> [Exercise requirements] Below are some entries. Repeat exactly the lines from the one with "Target: tiger sticker on windshield" through the one with "Target: handbag", and only those.

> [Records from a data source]
- - -
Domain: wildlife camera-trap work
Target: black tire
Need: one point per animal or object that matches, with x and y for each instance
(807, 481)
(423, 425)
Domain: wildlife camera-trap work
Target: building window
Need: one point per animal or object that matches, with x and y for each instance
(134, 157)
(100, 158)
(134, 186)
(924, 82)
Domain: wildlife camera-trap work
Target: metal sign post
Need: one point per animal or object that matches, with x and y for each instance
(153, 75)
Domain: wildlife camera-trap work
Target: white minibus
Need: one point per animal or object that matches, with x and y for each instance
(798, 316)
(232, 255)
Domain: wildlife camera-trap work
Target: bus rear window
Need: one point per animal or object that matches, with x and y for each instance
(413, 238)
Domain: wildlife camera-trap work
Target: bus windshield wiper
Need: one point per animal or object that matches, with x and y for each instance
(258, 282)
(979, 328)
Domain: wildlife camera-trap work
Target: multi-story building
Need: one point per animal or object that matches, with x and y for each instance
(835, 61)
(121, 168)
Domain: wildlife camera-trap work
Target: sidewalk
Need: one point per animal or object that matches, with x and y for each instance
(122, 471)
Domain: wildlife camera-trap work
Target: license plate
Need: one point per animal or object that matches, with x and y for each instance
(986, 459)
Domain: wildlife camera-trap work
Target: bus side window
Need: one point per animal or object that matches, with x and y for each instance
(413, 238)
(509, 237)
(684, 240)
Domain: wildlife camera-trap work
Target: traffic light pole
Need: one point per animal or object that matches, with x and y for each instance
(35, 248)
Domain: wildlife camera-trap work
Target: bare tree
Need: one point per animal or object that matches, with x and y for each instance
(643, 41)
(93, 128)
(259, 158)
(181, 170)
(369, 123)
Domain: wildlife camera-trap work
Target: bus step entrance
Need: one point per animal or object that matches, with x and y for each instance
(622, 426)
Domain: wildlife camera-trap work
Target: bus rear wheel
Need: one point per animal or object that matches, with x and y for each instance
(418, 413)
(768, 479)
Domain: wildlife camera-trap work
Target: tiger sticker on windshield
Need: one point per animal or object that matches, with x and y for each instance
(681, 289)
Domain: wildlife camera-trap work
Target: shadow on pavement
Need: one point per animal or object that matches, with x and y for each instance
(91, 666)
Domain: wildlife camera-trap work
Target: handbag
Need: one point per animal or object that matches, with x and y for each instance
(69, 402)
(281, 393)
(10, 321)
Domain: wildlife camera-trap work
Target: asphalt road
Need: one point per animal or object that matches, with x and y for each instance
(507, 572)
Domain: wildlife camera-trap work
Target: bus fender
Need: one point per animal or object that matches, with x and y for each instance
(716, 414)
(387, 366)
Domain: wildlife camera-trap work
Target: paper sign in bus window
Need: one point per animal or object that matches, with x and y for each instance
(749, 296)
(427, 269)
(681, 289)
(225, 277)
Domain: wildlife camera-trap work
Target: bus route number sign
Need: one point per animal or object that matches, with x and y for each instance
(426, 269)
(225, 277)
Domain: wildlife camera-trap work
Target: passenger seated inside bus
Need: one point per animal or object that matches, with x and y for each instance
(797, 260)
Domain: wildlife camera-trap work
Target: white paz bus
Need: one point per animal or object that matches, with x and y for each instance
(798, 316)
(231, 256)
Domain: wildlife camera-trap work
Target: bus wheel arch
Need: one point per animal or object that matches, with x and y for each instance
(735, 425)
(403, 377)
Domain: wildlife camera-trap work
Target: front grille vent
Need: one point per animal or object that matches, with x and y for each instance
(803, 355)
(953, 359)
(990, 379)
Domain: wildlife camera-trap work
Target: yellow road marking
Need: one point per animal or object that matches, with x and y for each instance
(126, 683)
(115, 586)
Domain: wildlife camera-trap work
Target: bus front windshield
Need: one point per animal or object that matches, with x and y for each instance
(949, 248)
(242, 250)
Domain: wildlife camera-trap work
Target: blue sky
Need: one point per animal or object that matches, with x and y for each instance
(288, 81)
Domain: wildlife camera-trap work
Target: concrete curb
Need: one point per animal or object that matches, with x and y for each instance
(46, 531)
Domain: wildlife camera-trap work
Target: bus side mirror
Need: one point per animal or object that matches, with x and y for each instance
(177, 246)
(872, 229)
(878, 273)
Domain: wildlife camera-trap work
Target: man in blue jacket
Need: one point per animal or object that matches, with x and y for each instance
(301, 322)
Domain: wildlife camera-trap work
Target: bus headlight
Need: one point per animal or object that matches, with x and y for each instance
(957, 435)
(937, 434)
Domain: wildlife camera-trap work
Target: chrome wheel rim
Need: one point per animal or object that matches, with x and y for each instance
- - -
> [Your solution]
Target: tiger sticker on windshield
Need: one point per animal or object that matches, with x and y for each instance
(681, 289)
Domain: wildlife camera-trap work
Target: shadow on pavement
Need: one point per animal or object that matches, with x and y for each instance
(91, 666)
Domain: wildlife camera-trap work
Target: handbag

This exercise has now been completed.